Given instruction ->
Copy word for word the part of the items below that opens with the first line and closes with the line containing "[0,209,450,303]", including both of those lines.

(Entries taken from a collection)
╔══

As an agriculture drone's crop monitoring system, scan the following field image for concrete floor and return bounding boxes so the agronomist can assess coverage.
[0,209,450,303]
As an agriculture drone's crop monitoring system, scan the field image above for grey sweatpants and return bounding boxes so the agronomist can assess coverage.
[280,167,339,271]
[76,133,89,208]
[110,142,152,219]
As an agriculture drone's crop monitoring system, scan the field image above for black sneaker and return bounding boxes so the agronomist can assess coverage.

╚══

Solution ->
As an agriculture drone's crop monitoring system, scan the following field image for concrete floor and return bounding boxes so the agronomist can assess coverage.
[0,209,450,303]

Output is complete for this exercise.